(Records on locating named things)
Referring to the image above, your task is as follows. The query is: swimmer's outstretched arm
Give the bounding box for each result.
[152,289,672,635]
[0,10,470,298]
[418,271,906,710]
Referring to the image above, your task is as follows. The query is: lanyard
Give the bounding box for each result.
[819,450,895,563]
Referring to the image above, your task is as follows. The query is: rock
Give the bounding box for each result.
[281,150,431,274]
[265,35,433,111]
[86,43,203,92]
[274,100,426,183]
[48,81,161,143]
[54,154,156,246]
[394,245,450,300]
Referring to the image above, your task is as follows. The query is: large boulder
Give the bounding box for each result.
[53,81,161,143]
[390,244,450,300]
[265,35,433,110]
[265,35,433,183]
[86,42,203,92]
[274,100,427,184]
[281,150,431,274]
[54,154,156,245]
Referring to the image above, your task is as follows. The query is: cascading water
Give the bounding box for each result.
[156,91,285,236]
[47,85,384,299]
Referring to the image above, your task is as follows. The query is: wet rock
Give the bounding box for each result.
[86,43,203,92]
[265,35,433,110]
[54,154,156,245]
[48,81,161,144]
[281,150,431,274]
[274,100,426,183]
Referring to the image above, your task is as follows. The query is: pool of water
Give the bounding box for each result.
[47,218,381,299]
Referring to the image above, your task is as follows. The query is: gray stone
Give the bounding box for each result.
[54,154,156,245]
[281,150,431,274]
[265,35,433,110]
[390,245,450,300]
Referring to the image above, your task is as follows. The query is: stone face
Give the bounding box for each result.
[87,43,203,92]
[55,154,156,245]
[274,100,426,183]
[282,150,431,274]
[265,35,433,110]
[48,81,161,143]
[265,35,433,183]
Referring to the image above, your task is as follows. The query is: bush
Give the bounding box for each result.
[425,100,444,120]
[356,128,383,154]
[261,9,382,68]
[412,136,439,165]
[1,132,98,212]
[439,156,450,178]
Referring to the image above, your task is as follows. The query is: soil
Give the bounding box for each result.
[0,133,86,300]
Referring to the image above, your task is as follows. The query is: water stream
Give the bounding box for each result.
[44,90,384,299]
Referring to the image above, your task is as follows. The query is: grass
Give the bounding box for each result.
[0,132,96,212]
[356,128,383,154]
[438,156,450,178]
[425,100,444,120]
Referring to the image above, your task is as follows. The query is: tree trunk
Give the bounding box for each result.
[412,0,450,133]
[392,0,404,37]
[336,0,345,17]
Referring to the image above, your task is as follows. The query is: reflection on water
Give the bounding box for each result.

**Your instructions**
Copy the records from the line with "query is: grass" to the line with "[336,0,345,17]", keeping every line, requests included, and add 63 to each bounding-box coordinate in the answers.

**Exercise solution**
Referring to the image above, your task is as follows. The query is: grass
Give the bounding box for each result.
[63,195,159,275]
[419,191,446,217]
[501,219,513,241]
[488,163,507,183]
Referring to the image above, your task is as follows. The query is: tree trunk
Give the bounding box for each result.
[475,63,513,196]
[455,63,467,100]
[399,63,408,80]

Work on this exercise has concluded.